(Exercise goal): Print every one of the rows below word for word, without changing anything.

-*-

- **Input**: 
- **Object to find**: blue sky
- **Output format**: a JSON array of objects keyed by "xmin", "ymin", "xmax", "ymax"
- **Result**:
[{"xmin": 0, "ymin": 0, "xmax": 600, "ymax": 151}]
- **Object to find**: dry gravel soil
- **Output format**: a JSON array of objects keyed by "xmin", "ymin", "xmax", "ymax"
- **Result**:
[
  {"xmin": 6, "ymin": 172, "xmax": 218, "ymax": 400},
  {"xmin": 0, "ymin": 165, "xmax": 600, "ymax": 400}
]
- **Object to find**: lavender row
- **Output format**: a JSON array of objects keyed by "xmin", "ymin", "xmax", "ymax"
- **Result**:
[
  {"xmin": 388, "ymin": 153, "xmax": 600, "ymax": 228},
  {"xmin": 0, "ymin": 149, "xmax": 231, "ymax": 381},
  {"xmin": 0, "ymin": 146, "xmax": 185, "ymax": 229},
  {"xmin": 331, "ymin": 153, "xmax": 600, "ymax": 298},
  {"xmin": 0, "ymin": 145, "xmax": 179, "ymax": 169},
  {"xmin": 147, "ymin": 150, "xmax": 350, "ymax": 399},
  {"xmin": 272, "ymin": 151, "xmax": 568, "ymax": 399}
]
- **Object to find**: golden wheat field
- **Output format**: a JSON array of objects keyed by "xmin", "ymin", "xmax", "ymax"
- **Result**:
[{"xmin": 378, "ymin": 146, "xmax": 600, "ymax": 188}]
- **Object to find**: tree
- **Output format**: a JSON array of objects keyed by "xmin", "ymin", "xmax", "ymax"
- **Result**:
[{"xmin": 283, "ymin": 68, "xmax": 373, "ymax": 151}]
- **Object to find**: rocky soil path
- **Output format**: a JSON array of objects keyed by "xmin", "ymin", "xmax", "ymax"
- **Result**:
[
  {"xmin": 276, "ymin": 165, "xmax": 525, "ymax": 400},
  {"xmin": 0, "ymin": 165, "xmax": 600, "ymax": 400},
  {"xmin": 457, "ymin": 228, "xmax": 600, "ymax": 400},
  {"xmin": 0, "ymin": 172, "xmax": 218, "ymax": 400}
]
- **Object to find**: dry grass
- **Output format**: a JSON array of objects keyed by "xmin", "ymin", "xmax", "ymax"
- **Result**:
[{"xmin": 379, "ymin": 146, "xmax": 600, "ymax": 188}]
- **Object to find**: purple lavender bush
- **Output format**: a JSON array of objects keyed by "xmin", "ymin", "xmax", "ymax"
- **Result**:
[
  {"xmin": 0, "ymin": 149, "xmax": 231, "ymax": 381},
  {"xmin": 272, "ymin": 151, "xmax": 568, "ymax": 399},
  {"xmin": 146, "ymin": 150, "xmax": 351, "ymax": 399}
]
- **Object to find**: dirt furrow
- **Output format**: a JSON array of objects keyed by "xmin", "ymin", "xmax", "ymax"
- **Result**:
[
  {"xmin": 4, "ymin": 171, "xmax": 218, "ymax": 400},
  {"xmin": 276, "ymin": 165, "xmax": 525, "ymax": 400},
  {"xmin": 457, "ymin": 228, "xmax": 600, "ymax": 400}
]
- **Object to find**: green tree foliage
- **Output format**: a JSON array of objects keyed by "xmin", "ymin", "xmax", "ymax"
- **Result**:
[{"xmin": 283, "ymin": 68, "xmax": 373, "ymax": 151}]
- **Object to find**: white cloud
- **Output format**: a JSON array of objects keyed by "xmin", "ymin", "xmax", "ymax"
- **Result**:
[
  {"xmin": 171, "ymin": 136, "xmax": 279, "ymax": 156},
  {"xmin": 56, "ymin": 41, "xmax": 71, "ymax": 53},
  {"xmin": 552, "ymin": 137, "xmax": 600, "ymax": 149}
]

-*-

(Answer to the task):
- **Input**: 
- **Object to find**: blue sky
- **Output format**: a JSON array of objects keyed by "xmin", "ymin", "xmax", "ymax"
- **Result**:
[{"xmin": 0, "ymin": 0, "xmax": 600, "ymax": 151}]
- **Object to find**: dry gravel soil
- **Output format**: a JSON array of objects keyed by "xmin", "ymin", "xmax", "ymax"
- **Result**:
[
  {"xmin": 6, "ymin": 172, "xmax": 218, "ymax": 400},
  {"xmin": 0, "ymin": 165, "xmax": 600, "ymax": 400}
]
- **Object to find**: lavender row
- **Output format**: a JSON array of objects keyed by "xmin", "ymin", "xmax", "ymax"
- **Result**:
[
  {"xmin": 388, "ymin": 153, "xmax": 600, "ymax": 228},
  {"xmin": 0, "ymin": 149, "xmax": 231, "ymax": 381},
  {"xmin": 0, "ymin": 146, "xmax": 185, "ymax": 229},
  {"xmin": 331, "ymin": 153, "xmax": 600, "ymax": 298},
  {"xmin": 0, "ymin": 145, "xmax": 179, "ymax": 169},
  {"xmin": 147, "ymin": 150, "xmax": 350, "ymax": 399},
  {"xmin": 272, "ymin": 151, "xmax": 568, "ymax": 399}
]
- **Object to find**: golden wheat field
- **Output format**: a JSON array of objects keyed by "xmin", "ymin", "xmax", "ymax"
- **Result**:
[{"xmin": 378, "ymin": 146, "xmax": 600, "ymax": 188}]
- **Object to find**: tree
- **Output format**: a JSON array of objects keyed by "xmin", "ymin", "xmax", "ymax"
- **Result**:
[{"xmin": 283, "ymin": 68, "xmax": 373, "ymax": 151}]
- **Object to find**: rocky soil path
- **Output format**: a JSON array of objects keyed by "xmin", "ymin", "xmax", "ymax"
- **Result**:
[
  {"xmin": 276, "ymin": 165, "xmax": 525, "ymax": 400},
  {"xmin": 0, "ymin": 165, "xmax": 600, "ymax": 400},
  {"xmin": 457, "ymin": 228, "xmax": 600, "ymax": 400},
  {"xmin": 0, "ymin": 172, "xmax": 218, "ymax": 400}
]
- **Object to find**: dry grass
- **Output format**: a JSON array of objects keyed by "xmin", "ymin", "xmax", "ymax"
- **Result**:
[{"xmin": 379, "ymin": 146, "xmax": 600, "ymax": 188}]
- **Object to find**: purple lavender bush
- **Output format**: a JSON array of objects keyed by "xmin", "ymin", "xmax", "ymax"
- **Result**:
[
  {"xmin": 0, "ymin": 149, "xmax": 231, "ymax": 381},
  {"xmin": 272, "ymin": 151, "xmax": 568, "ymax": 399},
  {"xmin": 146, "ymin": 150, "xmax": 351, "ymax": 399}
]
- **Object to find**: dirt furrow
- **Output format**: a JSON array of objects keyed by "xmin", "ymin", "xmax", "ymax"
- **Result**:
[
  {"xmin": 4, "ymin": 171, "xmax": 218, "ymax": 400},
  {"xmin": 276, "ymin": 165, "xmax": 525, "ymax": 400},
  {"xmin": 457, "ymin": 228, "xmax": 600, "ymax": 400}
]
- **Object to find**: green tree foliage
- **Output format**: a JSON array of objects keyed by "xmin", "ymin", "xmax", "ymax"
- **Result**:
[{"xmin": 283, "ymin": 68, "xmax": 373, "ymax": 151}]
- **Object to find**: white cloud
- **Output format**: a JSON array of objects keyed by "xmin", "ymin", "xmax", "ymax"
- **Result**:
[
  {"xmin": 171, "ymin": 136, "xmax": 279, "ymax": 156},
  {"xmin": 56, "ymin": 41, "xmax": 71, "ymax": 53},
  {"xmin": 552, "ymin": 137, "xmax": 600, "ymax": 149}
]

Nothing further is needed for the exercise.